## Working data
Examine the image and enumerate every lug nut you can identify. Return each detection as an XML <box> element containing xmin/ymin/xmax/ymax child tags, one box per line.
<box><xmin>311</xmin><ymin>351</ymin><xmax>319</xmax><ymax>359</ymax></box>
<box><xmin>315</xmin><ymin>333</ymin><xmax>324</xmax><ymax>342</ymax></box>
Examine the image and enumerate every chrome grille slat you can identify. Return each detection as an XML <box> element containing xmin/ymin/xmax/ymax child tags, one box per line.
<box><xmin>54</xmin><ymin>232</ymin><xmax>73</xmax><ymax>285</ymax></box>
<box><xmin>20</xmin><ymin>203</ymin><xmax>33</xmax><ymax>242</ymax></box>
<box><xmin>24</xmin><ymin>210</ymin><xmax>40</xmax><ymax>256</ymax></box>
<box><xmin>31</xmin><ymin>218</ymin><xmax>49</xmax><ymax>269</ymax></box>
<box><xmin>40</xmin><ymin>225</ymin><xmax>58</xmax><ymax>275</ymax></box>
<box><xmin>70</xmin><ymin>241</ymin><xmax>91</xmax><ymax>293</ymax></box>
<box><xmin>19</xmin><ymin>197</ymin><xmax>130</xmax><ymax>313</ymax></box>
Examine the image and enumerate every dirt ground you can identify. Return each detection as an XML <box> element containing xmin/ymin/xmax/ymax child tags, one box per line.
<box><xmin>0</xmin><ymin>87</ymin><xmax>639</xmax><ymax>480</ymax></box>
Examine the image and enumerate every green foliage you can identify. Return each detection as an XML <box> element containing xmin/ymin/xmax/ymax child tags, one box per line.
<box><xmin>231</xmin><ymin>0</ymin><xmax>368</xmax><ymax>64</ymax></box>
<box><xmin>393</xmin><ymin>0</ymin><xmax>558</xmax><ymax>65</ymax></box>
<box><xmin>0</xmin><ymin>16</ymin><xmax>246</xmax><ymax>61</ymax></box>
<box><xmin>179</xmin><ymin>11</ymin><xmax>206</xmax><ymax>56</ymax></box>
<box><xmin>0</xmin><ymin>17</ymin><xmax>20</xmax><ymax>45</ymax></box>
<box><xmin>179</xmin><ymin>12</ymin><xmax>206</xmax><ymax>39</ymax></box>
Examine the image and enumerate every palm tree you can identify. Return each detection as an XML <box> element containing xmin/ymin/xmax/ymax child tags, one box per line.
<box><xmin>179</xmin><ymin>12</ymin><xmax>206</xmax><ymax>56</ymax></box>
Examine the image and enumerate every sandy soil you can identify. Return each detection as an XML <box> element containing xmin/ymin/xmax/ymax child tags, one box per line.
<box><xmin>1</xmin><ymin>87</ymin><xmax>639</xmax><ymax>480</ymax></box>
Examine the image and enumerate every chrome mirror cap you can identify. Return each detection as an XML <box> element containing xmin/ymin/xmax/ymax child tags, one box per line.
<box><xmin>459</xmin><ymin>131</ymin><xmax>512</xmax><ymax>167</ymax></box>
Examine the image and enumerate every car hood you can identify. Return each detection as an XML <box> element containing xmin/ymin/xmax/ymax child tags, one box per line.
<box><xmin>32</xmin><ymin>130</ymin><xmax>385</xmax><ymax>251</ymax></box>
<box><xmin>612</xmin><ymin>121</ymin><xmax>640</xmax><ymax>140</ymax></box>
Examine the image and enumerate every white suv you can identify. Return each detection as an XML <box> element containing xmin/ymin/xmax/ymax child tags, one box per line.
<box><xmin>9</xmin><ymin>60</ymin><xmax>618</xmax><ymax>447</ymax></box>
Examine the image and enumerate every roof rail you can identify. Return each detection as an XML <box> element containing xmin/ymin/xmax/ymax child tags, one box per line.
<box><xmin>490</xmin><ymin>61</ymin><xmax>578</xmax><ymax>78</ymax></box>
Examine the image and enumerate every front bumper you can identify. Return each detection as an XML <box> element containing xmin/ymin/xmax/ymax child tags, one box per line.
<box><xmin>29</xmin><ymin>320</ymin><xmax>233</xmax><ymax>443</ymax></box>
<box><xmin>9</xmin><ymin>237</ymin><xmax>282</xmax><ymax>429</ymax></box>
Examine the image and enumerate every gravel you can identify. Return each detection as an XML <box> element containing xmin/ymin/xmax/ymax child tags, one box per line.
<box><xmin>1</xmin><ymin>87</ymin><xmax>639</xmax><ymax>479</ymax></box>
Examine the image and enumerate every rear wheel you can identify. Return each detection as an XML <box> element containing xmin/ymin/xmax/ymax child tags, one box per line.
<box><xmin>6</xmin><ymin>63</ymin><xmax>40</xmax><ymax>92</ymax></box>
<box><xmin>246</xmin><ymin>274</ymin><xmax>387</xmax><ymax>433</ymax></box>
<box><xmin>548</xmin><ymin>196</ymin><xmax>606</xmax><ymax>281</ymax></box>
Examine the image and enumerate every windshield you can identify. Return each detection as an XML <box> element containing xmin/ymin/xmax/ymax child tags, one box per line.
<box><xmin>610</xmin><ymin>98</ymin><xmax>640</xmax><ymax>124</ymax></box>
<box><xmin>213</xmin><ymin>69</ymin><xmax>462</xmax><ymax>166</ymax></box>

## Prompt
Would you transcribe all of the data, keeping each line exact?

## Expected answer
Examine the image and enumerate every lug nut you can identify. Return each detection as an XML <box> element containing xmin/ymin/xmax/ymax child tags, one box per line.
<box><xmin>311</xmin><ymin>351</ymin><xmax>319</xmax><ymax>359</ymax></box>
<box><xmin>315</xmin><ymin>333</ymin><xmax>324</xmax><ymax>342</ymax></box>
Examine the image and enumerate every chrome grille slat you can identify. Return each detection as an XML <box> element containing xmin/ymin/xmax/ymax child tags, one box per line.
<box><xmin>54</xmin><ymin>232</ymin><xmax>73</xmax><ymax>285</ymax></box>
<box><xmin>20</xmin><ymin>203</ymin><xmax>33</xmax><ymax>242</ymax></box>
<box><xmin>24</xmin><ymin>210</ymin><xmax>40</xmax><ymax>256</ymax></box>
<box><xmin>31</xmin><ymin>218</ymin><xmax>49</xmax><ymax>269</ymax></box>
<box><xmin>40</xmin><ymin>225</ymin><xmax>58</xmax><ymax>275</ymax></box>
<box><xmin>70</xmin><ymin>241</ymin><xmax>91</xmax><ymax>293</ymax></box>
<box><xmin>19</xmin><ymin>197</ymin><xmax>130</xmax><ymax>313</ymax></box>
Examine the image and enumerate every dirt ground you can identify. Return each detection as an XML <box> element containing xmin/ymin/xmax/ymax child tags, one box per line.
<box><xmin>0</xmin><ymin>87</ymin><xmax>639</xmax><ymax>480</ymax></box>
Examine the image and enumerate every green foliage you can identify. Return each detection as an XML <box> element containing xmin/ymin/xmax/ymax child tags, one box per line.
<box><xmin>231</xmin><ymin>0</ymin><xmax>368</xmax><ymax>64</ymax></box>
<box><xmin>393</xmin><ymin>0</ymin><xmax>558</xmax><ymax>65</ymax></box>
<box><xmin>0</xmin><ymin>16</ymin><xmax>246</xmax><ymax>61</ymax></box>
<box><xmin>179</xmin><ymin>11</ymin><xmax>206</xmax><ymax>56</ymax></box>
<box><xmin>0</xmin><ymin>17</ymin><xmax>20</xmax><ymax>45</ymax></box>
<box><xmin>179</xmin><ymin>12</ymin><xmax>206</xmax><ymax>39</ymax></box>
Examine the image and enumerate every palm tree you can identify. Return each detection as an XML <box> element containing xmin/ymin/xmax/ymax child tags, one box per line.
<box><xmin>179</xmin><ymin>12</ymin><xmax>206</xmax><ymax>56</ymax></box>
Examine the image and enumerate every sandy soil you can identify. Return each detection as an XML <box> element containing xmin/ymin/xmax/ymax child tags, one box per line.
<box><xmin>1</xmin><ymin>87</ymin><xmax>639</xmax><ymax>480</ymax></box>
Examine the image and enumerate every chrome mirror cap you can identify. Return each detection as an XML <box> element containing xmin/ymin/xmax/ymax child tags, one box per line.
<box><xmin>459</xmin><ymin>131</ymin><xmax>512</xmax><ymax>167</ymax></box>
Examine the image and enumerate every car hood you can identify. Return each detection as an XML <box> element containing xmin/ymin/xmax/ymax child tags, one box per line.
<box><xmin>32</xmin><ymin>130</ymin><xmax>385</xmax><ymax>251</ymax></box>
<box><xmin>612</xmin><ymin>121</ymin><xmax>640</xmax><ymax>140</ymax></box>
Examine the image and enumerate every white suv you can identify. Return each detection as an XML <box> element containing xmin/ymin/xmax/ymax child tags, one box per line.
<box><xmin>9</xmin><ymin>60</ymin><xmax>618</xmax><ymax>447</ymax></box>
Examine the image and enumerate every roof rail you can identify. Return each detection as an XML <box> element containing xmin/ymin/xmax/ymax child tags, one box per line.
<box><xmin>490</xmin><ymin>61</ymin><xmax>578</xmax><ymax>78</ymax></box>
Examine the image and enumerate every front bumper you can identify. Return each detection as an XML <box> element containing xmin/ymin/xmax/ymax child tags, one box per line.
<box><xmin>29</xmin><ymin>320</ymin><xmax>233</xmax><ymax>443</ymax></box>
<box><xmin>9</xmin><ymin>237</ymin><xmax>282</xmax><ymax>429</ymax></box>
Examine the image and enumerate every gravel you can identify. Return each detection as an XML <box> element containing xmin/ymin/xmax/ymax child tags, one box per line.
<box><xmin>1</xmin><ymin>87</ymin><xmax>639</xmax><ymax>479</ymax></box>
Examine the image and enumerate every rear wheel you can identify. Return each detection as an XML <box> element containing xmin/ymin/xmax/ymax child tags, one box per line.
<box><xmin>6</xmin><ymin>63</ymin><xmax>40</xmax><ymax>92</ymax></box>
<box><xmin>246</xmin><ymin>274</ymin><xmax>387</xmax><ymax>433</ymax></box>
<box><xmin>548</xmin><ymin>196</ymin><xmax>606</xmax><ymax>281</ymax></box>
Examine the image and enumerate every windshield you can identify. Return each detection as an XML <box> element containing xmin/ymin/xmax/ymax child tags, one box per line.
<box><xmin>610</xmin><ymin>98</ymin><xmax>640</xmax><ymax>124</ymax></box>
<box><xmin>213</xmin><ymin>69</ymin><xmax>462</xmax><ymax>166</ymax></box>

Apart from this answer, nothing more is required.